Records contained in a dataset
▶
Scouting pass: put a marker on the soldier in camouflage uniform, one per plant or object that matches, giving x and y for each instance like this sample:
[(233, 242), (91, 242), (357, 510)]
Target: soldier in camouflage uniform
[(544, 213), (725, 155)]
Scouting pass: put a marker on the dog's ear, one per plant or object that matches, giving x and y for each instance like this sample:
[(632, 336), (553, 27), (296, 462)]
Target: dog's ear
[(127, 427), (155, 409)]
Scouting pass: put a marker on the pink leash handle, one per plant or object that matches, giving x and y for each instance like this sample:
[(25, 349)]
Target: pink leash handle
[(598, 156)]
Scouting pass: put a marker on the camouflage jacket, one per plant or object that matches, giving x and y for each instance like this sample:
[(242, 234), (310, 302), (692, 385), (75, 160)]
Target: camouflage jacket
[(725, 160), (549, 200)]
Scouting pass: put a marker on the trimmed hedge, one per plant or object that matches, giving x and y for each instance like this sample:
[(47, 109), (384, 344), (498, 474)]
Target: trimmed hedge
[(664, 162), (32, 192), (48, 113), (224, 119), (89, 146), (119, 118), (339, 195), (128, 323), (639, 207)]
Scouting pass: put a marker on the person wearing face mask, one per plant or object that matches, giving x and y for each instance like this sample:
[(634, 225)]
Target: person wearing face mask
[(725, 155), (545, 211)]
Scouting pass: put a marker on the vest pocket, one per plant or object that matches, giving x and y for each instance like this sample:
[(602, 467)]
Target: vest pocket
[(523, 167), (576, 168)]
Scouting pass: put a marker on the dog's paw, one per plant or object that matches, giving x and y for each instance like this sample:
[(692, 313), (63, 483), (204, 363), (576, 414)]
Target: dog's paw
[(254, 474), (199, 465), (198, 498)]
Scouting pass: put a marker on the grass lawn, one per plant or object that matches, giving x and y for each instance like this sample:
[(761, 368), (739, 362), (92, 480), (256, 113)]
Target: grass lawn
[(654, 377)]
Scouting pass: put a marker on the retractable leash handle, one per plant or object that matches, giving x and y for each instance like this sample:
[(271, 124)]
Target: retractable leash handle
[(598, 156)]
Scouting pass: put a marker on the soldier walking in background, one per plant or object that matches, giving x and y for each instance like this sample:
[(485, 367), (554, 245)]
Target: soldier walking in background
◀
▶
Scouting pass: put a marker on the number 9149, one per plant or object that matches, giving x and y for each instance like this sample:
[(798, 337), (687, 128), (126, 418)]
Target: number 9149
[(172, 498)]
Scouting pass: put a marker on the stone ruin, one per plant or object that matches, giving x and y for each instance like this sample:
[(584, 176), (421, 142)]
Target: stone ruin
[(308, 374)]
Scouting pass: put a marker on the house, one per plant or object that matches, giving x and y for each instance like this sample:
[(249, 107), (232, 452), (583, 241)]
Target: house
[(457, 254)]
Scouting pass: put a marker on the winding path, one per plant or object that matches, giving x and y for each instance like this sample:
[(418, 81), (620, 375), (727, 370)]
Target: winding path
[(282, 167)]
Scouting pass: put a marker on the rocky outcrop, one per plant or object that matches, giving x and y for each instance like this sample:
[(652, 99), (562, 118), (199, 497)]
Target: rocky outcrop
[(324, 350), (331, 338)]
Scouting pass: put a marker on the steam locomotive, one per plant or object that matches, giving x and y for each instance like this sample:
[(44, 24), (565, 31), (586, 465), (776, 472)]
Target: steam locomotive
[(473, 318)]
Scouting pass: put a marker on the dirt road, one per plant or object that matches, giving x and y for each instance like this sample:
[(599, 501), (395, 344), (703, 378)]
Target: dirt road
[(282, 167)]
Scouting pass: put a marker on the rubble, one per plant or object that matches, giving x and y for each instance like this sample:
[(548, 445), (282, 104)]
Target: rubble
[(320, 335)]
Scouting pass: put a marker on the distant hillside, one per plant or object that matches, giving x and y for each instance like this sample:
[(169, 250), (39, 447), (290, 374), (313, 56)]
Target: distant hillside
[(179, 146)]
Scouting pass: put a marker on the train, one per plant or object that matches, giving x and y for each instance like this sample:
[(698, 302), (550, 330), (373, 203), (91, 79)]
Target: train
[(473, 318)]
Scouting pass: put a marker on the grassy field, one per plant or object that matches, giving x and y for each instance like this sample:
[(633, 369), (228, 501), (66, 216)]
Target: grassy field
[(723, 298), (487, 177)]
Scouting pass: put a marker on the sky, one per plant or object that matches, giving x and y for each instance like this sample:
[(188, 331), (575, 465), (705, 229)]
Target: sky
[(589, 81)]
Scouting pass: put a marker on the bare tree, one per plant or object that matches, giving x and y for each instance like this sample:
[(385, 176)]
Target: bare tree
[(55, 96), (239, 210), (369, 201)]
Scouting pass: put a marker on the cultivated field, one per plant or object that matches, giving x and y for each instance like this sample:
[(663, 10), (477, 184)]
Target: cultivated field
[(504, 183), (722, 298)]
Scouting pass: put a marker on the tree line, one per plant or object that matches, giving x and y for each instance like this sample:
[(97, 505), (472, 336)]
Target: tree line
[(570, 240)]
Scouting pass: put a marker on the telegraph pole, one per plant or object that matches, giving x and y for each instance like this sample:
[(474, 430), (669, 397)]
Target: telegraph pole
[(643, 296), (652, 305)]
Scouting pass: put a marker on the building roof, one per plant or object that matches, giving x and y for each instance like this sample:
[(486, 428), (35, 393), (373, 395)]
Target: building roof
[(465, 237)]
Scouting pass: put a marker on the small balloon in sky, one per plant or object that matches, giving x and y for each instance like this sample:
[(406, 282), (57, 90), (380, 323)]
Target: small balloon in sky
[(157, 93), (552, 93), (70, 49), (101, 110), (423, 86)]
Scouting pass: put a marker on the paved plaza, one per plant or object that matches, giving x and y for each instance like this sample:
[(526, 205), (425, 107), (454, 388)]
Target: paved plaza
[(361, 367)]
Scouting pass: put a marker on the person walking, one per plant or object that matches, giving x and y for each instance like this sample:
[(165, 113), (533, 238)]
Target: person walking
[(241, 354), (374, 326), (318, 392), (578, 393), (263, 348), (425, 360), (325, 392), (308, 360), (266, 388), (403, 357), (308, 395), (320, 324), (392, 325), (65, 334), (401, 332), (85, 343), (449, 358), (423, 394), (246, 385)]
◀
● **What to produce**
All lines with the word "background" need to be copied from the data above.

● **Result below**
Scouting pass: put a marker on the soldier walking in background, one per plant or object that matches, giving x and y for each instance like this sample:
Target: soldier walking in background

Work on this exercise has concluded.